## [EXERCISE]
Read through the data, and wherever a line holds the word "below", write that line out.

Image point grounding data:
****************************************
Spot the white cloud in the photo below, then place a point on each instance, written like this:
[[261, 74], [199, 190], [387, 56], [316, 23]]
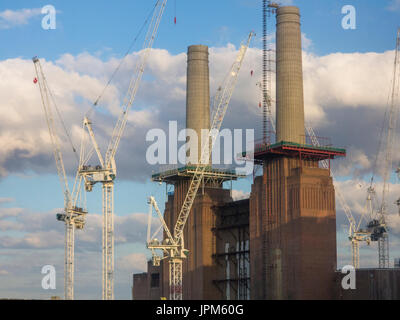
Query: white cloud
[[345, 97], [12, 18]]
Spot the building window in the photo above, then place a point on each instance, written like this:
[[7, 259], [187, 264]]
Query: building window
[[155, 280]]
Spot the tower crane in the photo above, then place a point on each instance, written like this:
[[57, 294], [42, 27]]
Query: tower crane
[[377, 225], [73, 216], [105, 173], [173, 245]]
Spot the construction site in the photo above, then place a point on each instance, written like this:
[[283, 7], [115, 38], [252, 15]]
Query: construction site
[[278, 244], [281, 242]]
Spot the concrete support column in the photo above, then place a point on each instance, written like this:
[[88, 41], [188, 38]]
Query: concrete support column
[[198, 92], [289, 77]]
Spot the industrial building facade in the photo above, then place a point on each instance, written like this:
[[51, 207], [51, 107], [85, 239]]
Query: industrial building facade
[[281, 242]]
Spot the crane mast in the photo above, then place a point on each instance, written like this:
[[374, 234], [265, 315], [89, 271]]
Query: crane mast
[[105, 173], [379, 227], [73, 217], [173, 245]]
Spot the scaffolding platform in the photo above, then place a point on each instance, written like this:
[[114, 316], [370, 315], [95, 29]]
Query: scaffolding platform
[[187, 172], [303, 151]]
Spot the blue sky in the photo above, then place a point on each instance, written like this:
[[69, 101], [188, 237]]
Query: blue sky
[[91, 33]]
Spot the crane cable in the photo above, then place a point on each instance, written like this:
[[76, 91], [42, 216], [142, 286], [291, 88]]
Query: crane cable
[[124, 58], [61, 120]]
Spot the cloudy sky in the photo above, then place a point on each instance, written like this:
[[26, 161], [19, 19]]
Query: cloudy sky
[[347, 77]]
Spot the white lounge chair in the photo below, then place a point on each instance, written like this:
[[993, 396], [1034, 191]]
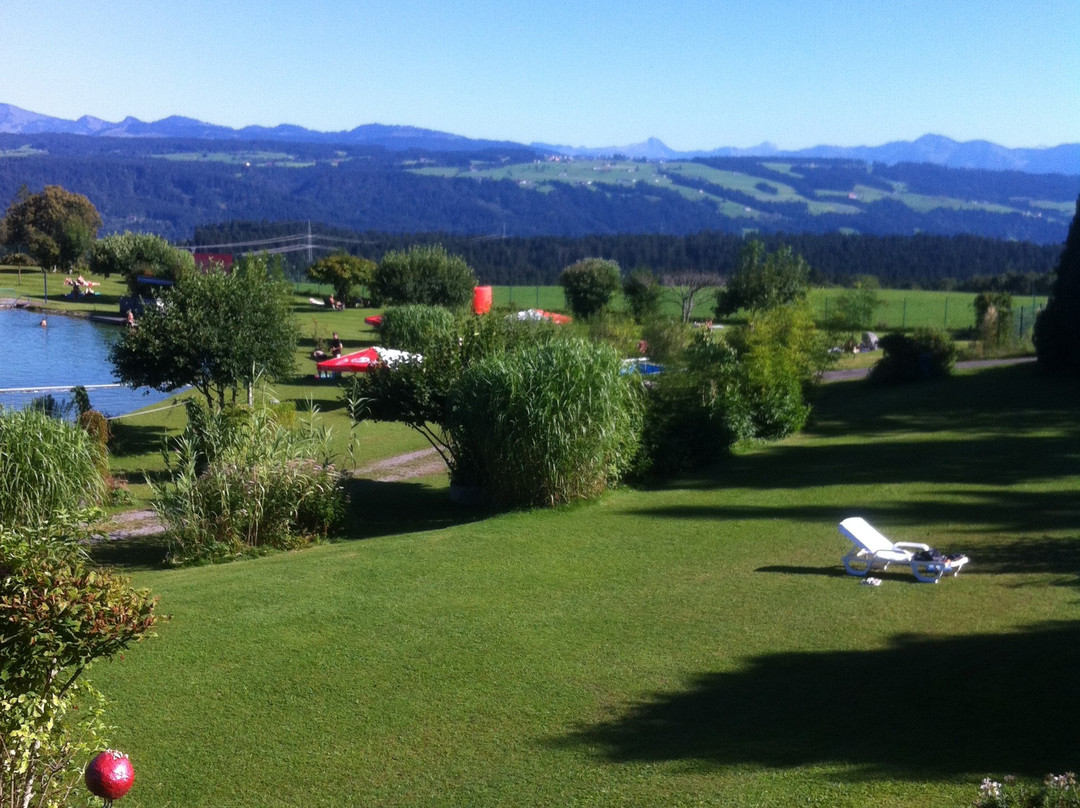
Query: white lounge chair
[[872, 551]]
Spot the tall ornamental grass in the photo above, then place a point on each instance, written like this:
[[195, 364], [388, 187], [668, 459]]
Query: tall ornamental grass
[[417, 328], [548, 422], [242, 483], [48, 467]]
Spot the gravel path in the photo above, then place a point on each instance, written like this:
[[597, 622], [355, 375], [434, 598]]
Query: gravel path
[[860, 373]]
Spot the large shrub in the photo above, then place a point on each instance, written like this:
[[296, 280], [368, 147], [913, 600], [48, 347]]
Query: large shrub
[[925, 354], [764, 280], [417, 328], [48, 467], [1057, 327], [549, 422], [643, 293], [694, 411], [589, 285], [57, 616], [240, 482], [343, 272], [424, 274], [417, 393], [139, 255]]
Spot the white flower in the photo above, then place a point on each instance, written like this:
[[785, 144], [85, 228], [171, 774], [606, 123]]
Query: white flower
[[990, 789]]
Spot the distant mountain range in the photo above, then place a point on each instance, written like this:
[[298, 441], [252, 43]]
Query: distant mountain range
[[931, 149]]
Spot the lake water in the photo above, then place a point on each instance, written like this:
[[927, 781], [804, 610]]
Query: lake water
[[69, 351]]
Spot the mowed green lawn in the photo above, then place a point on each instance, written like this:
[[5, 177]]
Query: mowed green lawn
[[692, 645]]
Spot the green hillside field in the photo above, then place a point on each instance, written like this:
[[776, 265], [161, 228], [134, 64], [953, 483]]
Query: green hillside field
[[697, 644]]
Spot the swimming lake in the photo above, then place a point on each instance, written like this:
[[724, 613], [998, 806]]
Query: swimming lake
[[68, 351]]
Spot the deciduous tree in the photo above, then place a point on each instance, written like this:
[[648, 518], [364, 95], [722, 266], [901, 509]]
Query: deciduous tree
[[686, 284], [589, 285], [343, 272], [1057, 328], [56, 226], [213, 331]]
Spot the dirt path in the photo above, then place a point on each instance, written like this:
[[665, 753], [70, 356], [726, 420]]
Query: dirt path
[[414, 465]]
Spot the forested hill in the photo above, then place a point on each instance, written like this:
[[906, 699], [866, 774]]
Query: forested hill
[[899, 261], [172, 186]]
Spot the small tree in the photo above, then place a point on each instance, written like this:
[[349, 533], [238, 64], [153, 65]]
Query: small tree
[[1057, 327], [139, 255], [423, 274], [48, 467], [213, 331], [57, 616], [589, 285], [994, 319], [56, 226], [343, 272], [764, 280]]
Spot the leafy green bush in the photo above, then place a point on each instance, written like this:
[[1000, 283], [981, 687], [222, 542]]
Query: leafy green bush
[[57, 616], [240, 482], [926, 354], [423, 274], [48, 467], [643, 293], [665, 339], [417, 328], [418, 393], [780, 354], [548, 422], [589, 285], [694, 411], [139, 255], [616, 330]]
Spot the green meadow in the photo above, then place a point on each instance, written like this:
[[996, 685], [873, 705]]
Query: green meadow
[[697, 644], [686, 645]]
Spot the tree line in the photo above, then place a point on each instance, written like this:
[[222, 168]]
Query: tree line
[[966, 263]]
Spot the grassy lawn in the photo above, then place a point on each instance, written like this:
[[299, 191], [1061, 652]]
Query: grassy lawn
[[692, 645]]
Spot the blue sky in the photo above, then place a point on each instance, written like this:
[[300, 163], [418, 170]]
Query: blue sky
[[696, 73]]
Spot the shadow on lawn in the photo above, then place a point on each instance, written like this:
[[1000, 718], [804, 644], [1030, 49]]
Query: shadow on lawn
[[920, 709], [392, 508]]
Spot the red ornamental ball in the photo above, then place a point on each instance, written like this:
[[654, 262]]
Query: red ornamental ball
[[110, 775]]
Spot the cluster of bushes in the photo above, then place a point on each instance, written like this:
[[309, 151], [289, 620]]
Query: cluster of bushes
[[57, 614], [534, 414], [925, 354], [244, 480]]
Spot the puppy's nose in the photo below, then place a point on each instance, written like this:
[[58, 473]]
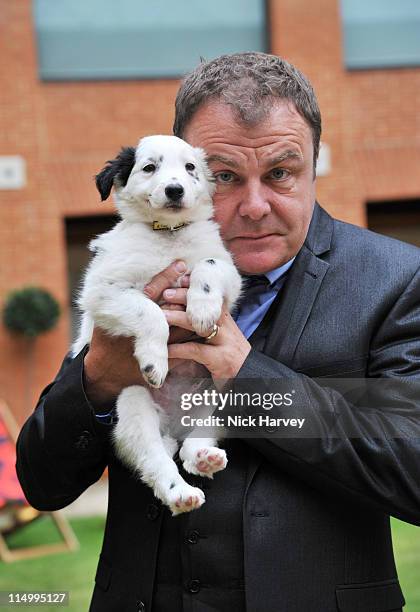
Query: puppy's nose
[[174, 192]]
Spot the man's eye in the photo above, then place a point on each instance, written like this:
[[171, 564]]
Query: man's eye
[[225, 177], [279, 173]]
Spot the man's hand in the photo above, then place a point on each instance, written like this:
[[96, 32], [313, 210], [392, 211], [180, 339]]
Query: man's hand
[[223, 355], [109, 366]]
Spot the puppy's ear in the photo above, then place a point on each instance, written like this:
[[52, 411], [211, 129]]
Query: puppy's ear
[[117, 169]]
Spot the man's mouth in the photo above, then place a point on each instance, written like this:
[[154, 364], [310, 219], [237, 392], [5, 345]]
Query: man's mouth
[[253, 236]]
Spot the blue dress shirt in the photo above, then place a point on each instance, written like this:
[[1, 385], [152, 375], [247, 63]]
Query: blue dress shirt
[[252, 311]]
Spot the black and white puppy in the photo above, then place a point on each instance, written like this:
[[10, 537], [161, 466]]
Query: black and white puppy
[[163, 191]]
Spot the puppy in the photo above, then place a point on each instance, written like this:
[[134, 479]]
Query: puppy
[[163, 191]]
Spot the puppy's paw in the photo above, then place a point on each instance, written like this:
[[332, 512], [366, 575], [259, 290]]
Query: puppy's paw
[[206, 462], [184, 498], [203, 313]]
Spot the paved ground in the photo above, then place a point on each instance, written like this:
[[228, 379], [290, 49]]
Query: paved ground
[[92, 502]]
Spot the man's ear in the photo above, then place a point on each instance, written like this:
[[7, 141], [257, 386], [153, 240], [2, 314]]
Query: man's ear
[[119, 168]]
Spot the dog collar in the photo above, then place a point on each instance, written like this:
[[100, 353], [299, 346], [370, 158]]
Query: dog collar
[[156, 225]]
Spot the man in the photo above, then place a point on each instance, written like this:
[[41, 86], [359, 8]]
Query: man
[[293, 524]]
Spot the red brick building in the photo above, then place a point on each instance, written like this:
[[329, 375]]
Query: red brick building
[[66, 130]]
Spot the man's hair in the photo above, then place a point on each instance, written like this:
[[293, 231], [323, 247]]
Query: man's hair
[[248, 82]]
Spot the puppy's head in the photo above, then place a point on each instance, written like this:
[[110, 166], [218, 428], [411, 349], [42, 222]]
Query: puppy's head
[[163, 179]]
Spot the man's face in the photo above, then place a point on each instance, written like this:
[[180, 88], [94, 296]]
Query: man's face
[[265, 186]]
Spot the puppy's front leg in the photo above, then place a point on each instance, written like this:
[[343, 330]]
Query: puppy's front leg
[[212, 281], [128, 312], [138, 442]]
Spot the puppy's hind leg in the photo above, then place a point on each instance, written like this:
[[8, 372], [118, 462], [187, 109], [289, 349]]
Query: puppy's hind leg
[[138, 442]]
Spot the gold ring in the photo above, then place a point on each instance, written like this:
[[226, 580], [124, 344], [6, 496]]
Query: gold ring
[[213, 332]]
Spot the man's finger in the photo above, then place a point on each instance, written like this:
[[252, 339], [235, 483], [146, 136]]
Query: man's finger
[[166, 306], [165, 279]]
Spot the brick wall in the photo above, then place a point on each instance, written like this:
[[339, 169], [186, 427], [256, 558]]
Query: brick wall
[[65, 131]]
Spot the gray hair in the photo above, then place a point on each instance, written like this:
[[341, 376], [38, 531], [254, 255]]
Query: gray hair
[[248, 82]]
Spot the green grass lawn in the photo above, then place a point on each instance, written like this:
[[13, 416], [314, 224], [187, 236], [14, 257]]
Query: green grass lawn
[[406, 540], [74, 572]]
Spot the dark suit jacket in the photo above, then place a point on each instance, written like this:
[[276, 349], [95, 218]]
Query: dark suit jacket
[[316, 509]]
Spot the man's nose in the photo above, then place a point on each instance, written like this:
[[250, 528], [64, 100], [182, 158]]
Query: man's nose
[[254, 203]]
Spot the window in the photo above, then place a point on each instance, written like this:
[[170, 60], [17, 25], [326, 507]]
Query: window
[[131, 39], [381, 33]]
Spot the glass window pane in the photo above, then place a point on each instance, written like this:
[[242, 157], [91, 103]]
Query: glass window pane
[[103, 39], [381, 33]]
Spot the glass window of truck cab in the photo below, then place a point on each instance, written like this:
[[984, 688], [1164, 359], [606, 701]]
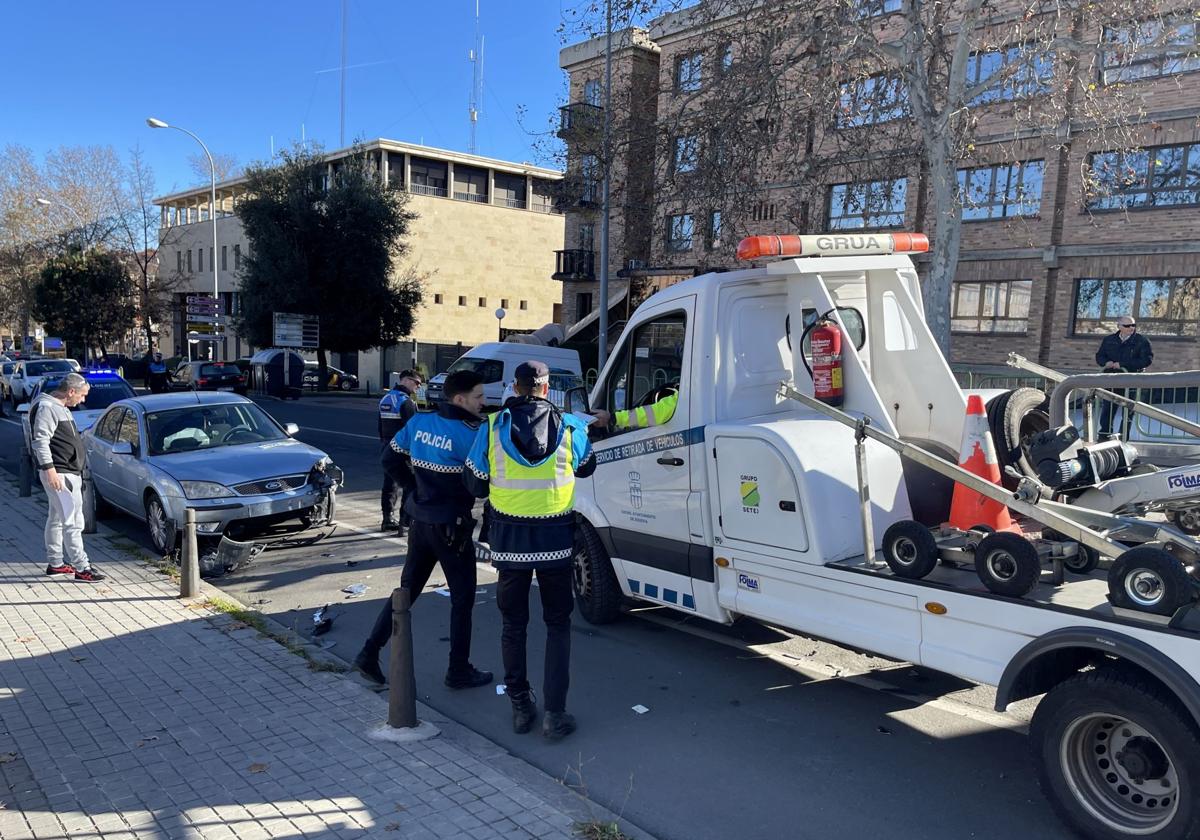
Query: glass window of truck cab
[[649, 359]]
****************************************
## [WRITTEN ANSWER]
Spot the white cloud in the photo below, then place a point on each instance, written like this:
Spot the white lounge chair in the photo below, then place a point on each instance, written like this:
Spot the puppy's nose in the photo below, then place a point on each instance, written like this:
Spot the glass window of truck cab in the photo below, then place a point on each instance, written like this:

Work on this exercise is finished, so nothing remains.